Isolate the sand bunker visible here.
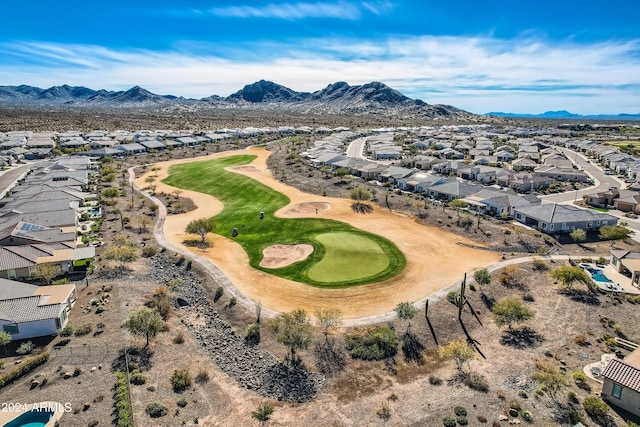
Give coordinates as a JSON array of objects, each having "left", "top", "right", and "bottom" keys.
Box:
[
  {"left": 260, "top": 244, "right": 314, "bottom": 268},
  {"left": 285, "top": 202, "right": 331, "bottom": 215}
]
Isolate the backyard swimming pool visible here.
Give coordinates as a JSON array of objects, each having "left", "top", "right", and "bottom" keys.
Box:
[
  {"left": 589, "top": 268, "right": 612, "bottom": 283},
  {"left": 2, "top": 409, "right": 53, "bottom": 427}
]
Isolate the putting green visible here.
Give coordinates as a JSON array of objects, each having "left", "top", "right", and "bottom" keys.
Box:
[
  {"left": 162, "top": 155, "right": 405, "bottom": 288},
  {"left": 307, "top": 232, "right": 390, "bottom": 283}
]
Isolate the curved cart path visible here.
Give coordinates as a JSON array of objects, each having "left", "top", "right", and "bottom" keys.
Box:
[{"left": 130, "top": 149, "right": 597, "bottom": 325}]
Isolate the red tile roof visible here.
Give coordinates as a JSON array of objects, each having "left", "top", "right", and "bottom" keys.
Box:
[{"left": 602, "top": 358, "right": 640, "bottom": 392}]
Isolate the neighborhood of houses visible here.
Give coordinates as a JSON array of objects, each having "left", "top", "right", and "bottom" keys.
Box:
[
  {"left": 1, "top": 156, "right": 96, "bottom": 340},
  {"left": 2, "top": 123, "right": 640, "bottom": 419},
  {"left": 301, "top": 126, "right": 636, "bottom": 234}
]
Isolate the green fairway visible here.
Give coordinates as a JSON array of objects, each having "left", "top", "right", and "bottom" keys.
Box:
[
  {"left": 307, "top": 232, "right": 390, "bottom": 283},
  {"left": 162, "top": 155, "right": 405, "bottom": 288}
]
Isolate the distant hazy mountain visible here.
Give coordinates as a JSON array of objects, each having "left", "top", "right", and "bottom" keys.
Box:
[
  {"left": 0, "top": 81, "right": 474, "bottom": 120},
  {"left": 486, "top": 110, "right": 640, "bottom": 120}
]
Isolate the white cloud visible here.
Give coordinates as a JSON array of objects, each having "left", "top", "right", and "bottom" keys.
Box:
[
  {"left": 208, "top": 2, "right": 361, "bottom": 20},
  {"left": 1, "top": 35, "right": 639, "bottom": 114}
]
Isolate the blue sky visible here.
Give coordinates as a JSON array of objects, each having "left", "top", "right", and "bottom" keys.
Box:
[{"left": 1, "top": 1, "right": 639, "bottom": 114}]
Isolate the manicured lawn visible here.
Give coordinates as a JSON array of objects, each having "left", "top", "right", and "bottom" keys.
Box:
[
  {"left": 162, "top": 155, "right": 406, "bottom": 288},
  {"left": 307, "top": 232, "right": 390, "bottom": 283}
]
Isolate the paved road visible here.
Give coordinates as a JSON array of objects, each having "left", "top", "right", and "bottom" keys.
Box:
[
  {"left": 540, "top": 147, "right": 623, "bottom": 204},
  {"left": 346, "top": 136, "right": 368, "bottom": 159},
  {"left": 0, "top": 164, "right": 35, "bottom": 198}
]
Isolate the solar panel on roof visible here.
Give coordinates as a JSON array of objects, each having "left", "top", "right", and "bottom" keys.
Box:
[{"left": 20, "top": 223, "right": 46, "bottom": 232}]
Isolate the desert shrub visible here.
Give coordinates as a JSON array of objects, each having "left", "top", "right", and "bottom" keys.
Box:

• **WHAT THIS TASK INVOLVES**
Skipping any images, write out all the data exactly.

• **RESPONSE BELOW**
Isolate the sand bunker visible here.
Give coordinates as a JSON array of objects, each having "left", "top", "right", and "bottom" keys.
Box:
[
  {"left": 260, "top": 244, "right": 314, "bottom": 268},
  {"left": 285, "top": 202, "right": 331, "bottom": 215}
]
Isolate the backyard swimming pool visible here.
Give coordinates as a JSON array of objects, each having "left", "top", "right", and "bottom" keys.
Box:
[
  {"left": 589, "top": 268, "right": 612, "bottom": 283},
  {"left": 2, "top": 409, "right": 53, "bottom": 427}
]
Isolate the putting green visible here.
Give coordinates as a JSON array of objects, each having "left", "top", "right", and "bottom" keys.
Box:
[
  {"left": 162, "top": 155, "right": 405, "bottom": 288},
  {"left": 307, "top": 232, "right": 390, "bottom": 283}
]
Isolate the curved cart path visible here.
Give coordinates as a JSON array of objects, each having "left", "top", "right", and "bottom" keys.
Box:
[{"left": 130, "top": 149, "right": 597, "bottom": 325}]
Isolate the red tile roof visible here.
Give coordinates as a JSON array of objects, each having "left", "top", "right", and "bottom" keys.
Box:
[{"left": 602, "top": 358, "right": 640, "bottom": 392}]
Isolate the neighborhood of houses visible here.
Give coordinates as a JSON array of objects, each having "left", "top", "right", and "bottom" keys.
Box:
[
  {"left": 1, "top": 156, "right": 96, "bottom": 340},
  {"left": 2, "top": 123, "right": 640, "bottom": 419},
  {"left": 301, "top": 126, "right": 636, "bottom": 234}
]
Isolate the green fairway visible here.
Give coordinates as a JSON array of objects, each having "left", "top", "right", and "bottom" keys.
Box:
[
  {"left": 307, "top": 232, "right": 390, "bottom": 283},
  {"left": 162, "top": 155, "right": 405, "bottom": 288}
]
Isolate the distant hazy mountain visible here.
Give coordinates as a JSON array of objects, each having "left", "top", "right", and "bottom" keys.
Box:
[
  {"left": 0, "top": 81, "right": 474, "bottom": 120},
  {"left": 486, "top": 110, "right": 640, "bottom": 120}
]
Isolate the white cloud visible here.
Give coordinates as a JSON array of objects, each having "left", "top", "right", and "bottom" keys.
Box:
[
  {"left": 208, "top": 2, "right": 361, "bottom": 20},
  {"left": 1, "top": 35, "right": 639, "bottom": 114}
]
Isolate the blue sky visible here.
Give coordinates as a JSON array of objects, each having "left", "top", "right", and "bottom" keys.
Box:
[{"left": 1, "top": 1, "right": 639, "bottom": 114}]
Isolate the manicured lawn visible here.
Give coordinates as a JSON array of objects, each having "left", "top", "right", and "bottom" keys.
Box:
[
  {"left": 162, "top": 155, "right": 406, "bottom": 288},
  {"left": 307, "top": 232, "right": 390, "bottom": 283}
]
Isolate the paved road visible here.
Give coordinates as a JSON array of objects, each having "left", "top", "right", and "bottom" keys.
Box:
[
  {"left": 540, "top": 147, "right": 623, "bottom": 204},
  {"left": 346, "top": 136, "right": 368, "bottom": 159},
  {"left": 0, "top": 164, "right": 35, "bottom": 198}
]
Isolate the solar panel on roof visible here.
Give coordinates as a JSON array of objects, each having "left", "top", "right", and "bottom" keys.
Box:
[{"left": 20, "top": 223, "right": 46, "bottom": 232}]
Isolate the desert shrub visible here.
Give coordinates as a JSON array of objects, each having "left", "top", "right", and "bottom" keys.
Box:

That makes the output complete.